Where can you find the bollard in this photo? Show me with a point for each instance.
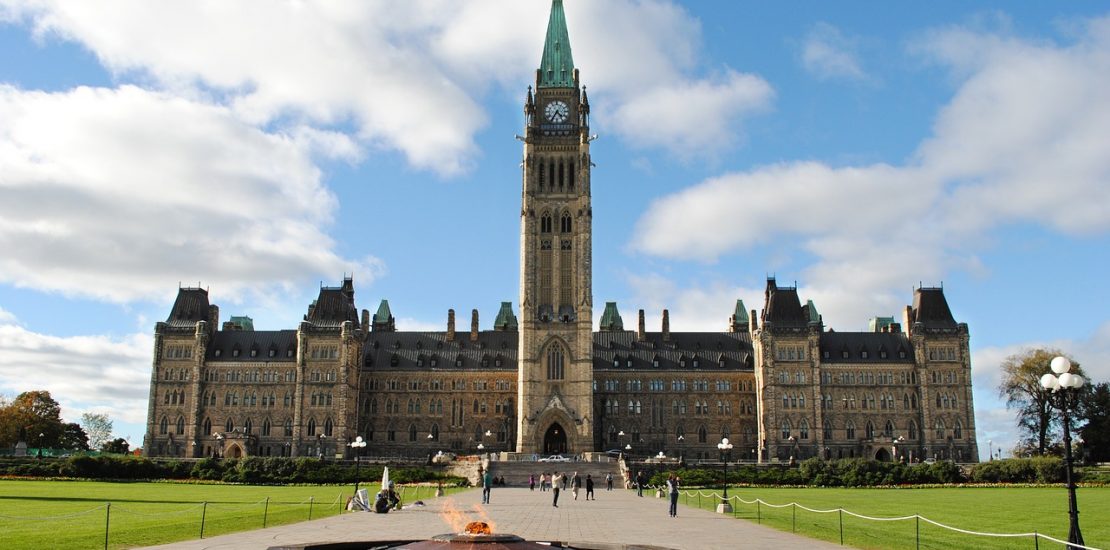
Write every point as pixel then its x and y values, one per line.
pixel 108 520
pixel 203 513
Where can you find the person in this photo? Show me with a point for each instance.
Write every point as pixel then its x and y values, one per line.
pixel 486 485
pixel 556 482
pixel 673 492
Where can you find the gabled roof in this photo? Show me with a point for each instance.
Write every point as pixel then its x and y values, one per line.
pixel 556 67
pixel 190 307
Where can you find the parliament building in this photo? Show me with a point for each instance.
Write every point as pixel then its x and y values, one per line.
pixel 775 381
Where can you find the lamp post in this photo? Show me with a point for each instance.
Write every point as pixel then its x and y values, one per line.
pixel 1063 388
pixel 725 448
pixel 356 445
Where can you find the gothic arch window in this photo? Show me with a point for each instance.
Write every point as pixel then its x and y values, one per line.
pixel 556 357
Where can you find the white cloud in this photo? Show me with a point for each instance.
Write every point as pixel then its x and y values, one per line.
pixel 110 193
pixel 83 373
pixel 828 55
pixel 1021 141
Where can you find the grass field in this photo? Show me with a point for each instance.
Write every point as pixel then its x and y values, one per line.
pixel 1000 510
pixel 73 513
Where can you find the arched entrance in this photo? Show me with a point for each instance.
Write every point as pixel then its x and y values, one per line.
pixel 555 440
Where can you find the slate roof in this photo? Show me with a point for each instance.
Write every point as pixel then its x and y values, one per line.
pixel 403 350
pixel 707 347
pixel 836 343
pixel 228 341
pixel 190 307
pixel 931 309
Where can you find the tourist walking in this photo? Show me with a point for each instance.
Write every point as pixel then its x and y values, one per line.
pixel 673 492
pixel 486 485
pixel 556 481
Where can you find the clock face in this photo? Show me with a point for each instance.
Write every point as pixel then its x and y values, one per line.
pixel 556 112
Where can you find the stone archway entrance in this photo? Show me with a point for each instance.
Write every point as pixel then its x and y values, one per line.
pixel 555 440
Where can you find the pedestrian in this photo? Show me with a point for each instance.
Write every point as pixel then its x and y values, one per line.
pixel 556 481
pixel 673 492
pixel 486 485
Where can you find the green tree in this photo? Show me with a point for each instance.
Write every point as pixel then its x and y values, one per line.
pixel 73 438
pixel 118 445
pixel 1095 410
pixel 1021 373
pixel 30 415
pixel 99 428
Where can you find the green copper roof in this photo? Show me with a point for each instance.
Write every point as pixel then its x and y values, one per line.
pixel 506 320
pixel 556 68
pixel 383 312
pixel 742 312
pixel 611 319
pixel 243 322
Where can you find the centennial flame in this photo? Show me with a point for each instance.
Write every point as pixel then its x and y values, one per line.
pixel 461 521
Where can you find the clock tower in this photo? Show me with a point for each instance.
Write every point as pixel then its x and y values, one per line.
pixel 555 356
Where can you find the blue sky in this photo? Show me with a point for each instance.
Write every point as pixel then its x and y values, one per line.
pixel 261 149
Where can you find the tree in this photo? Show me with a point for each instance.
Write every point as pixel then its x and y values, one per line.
pixel 73 438
pixel 30 415
pixel 99 428
pixel 118 445
pixel 1021 388
pixel 1095 409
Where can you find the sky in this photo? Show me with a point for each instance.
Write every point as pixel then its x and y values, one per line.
pixel 261 149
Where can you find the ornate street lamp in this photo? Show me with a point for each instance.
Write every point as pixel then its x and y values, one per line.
pixel 357 445
pixel 1065 388
pixel 725 448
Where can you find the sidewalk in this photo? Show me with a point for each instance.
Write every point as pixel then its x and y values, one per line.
pixel 614 517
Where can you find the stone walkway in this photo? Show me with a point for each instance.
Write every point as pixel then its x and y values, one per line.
pixel 614 517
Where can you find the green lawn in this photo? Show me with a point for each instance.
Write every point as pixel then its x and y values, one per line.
pixel 73 513
pixel 1000 510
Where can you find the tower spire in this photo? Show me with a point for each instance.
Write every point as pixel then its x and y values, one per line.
pixel 556 68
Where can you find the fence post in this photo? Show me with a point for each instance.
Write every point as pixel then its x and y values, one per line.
pixel 203 513
pixel 108 521
pixel 839 512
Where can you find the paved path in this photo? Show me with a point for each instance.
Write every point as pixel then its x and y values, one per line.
pixel 614 517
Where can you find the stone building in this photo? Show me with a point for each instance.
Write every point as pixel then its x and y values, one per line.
pixel 777 382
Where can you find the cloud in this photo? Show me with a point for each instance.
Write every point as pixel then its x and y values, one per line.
pixel 828 55
pixel 407 77
pixel 111 192
pixel 1021 141
pixel 83 373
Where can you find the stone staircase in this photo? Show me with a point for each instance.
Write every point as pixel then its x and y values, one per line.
pixel 516 473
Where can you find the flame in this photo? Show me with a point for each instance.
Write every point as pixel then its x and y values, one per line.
pixel 460 520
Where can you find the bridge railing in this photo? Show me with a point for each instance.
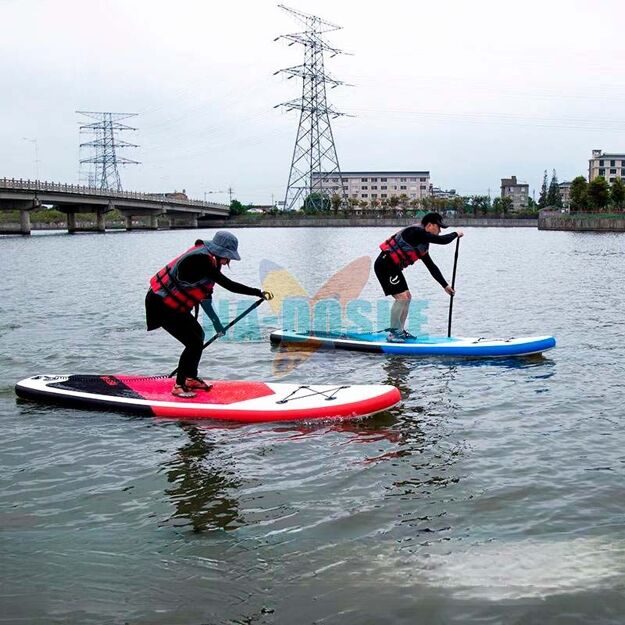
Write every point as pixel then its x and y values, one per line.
pixel 57 187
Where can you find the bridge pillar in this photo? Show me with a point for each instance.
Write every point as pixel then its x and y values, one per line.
pixel 71 222
pixel 100 223
pixel 25 221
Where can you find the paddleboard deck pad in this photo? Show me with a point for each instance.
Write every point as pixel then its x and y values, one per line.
pixel 226 400
pixel 420 346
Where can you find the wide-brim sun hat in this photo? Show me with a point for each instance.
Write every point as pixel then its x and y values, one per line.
pixel 224 244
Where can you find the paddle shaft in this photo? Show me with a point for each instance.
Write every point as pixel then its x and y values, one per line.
pixel 453 286
pixel 246 312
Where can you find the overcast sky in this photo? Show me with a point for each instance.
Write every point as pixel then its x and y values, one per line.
pixel 471 91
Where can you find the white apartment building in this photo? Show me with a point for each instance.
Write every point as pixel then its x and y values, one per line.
pixel 565 194
pixel 377 185
pixel 518 191
pixel 610 166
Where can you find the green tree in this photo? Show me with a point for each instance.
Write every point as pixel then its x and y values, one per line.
pixel 236 208
pixel 599 193
pixel 554 197
pixel 579 194
pixel 617 193
pixel 542 198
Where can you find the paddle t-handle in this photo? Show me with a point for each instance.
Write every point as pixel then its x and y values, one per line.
pixel 453 286
pixel 247 311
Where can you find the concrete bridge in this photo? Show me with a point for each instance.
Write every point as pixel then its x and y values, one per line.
pixel 27 195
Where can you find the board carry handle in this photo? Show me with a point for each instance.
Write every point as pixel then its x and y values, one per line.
pixel 246 312
pixel 453 286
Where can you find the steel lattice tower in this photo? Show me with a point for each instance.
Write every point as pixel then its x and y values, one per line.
pixel 104 174
pixel 314 155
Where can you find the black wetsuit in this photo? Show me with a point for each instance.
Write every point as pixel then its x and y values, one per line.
pixel 391 277
pixel 183 326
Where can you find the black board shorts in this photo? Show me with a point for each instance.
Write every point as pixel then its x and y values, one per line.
pixel 390 276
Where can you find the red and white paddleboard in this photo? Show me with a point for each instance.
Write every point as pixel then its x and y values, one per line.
pixel 226 400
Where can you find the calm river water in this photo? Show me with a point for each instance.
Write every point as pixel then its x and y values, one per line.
pixel 493 494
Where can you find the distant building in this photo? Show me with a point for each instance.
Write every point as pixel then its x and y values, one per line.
pixel 518 191
pixel 442 194
pixel 565 194
pixel 610 166
pixel 377 185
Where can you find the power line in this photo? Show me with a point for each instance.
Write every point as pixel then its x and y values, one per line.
pixel 314 158
pixel 104 174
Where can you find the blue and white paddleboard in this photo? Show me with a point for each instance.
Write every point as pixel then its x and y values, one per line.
pixel 421 346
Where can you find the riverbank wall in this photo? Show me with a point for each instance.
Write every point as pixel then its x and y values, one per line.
pixel 245 221
pixel 582 222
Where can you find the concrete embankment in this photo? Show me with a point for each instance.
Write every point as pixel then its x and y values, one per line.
pixel 249 221
pixel 582 222
pixel 360 222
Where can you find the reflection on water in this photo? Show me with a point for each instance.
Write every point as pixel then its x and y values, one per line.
pixel 202 485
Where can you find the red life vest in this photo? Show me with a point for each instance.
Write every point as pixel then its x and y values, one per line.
pixel 401 253
pixel 177 294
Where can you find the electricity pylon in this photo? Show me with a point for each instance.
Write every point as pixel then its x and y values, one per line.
pixel 105 146
pixel 315 172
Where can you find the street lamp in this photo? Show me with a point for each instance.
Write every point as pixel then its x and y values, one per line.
pixel 36 144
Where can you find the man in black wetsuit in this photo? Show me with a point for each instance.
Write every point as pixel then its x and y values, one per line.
pixel 402 250
pixel 180 286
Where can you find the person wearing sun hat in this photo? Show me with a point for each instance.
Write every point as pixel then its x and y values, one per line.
pixel 402 250
pixel 184 283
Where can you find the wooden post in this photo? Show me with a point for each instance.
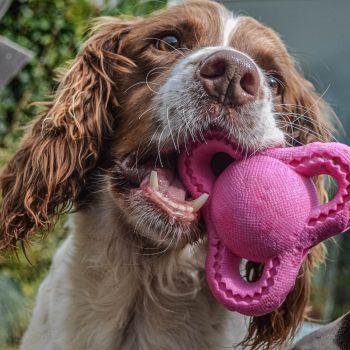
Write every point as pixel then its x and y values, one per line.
pixel 12 56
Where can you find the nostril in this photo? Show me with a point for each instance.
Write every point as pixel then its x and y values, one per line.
pixel 213 69
pixel 249 83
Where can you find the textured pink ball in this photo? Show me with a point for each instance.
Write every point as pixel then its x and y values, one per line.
pixel 264 209
pixel 254 201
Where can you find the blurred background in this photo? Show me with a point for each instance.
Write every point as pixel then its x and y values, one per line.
pixel 36 37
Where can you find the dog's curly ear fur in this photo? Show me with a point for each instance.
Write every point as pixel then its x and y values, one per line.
pixel 46 175
pixel 311 118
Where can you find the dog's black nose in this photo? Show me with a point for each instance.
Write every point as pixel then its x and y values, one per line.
pixel 231 77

::::::::::

[DESCRIPTION OF THE TASK] Could you quote the stretch of the records word for word from their first line through the line containing "pixel 556 357", including that line, and leave the pictures out of your reply?

[OUTPUT FOR THIS TASK]
Where can you find the bollard in this photo? Show me with a point for each instance.
Write every point as pixel then its x and y values, one per line.
pixel 108 520
pixel 203 513
Where can you find the person in this photo? Show me with a point for each instance.
Write every point as pixel then its x and y values, one per line.
pixel 486 485
pixel 556 482
pixel 673 492
Where can you find the gabled roof in this photo? Show me with a point for each instance.
Write every point as pixel then its x and y values, one per line.
pixel 556 67
pixel 190 307
Where can you find the parliament building in this photo? Show me with a point for each instance.
Write every point as pixel then its x and y values, one per line.
pixel 775 381
Where can you find the lamp post in this photo? Show me with a point for each instance.
Write every point as pixel then its x and y values, one per line.
pixel 1063 388
pixel 725 448
pixel 356 445
Where can you find the gothic arch window in this photo? Show me with a point for each instance.
Write every point as pixel then its x and y values, one per line.
pixel 556 357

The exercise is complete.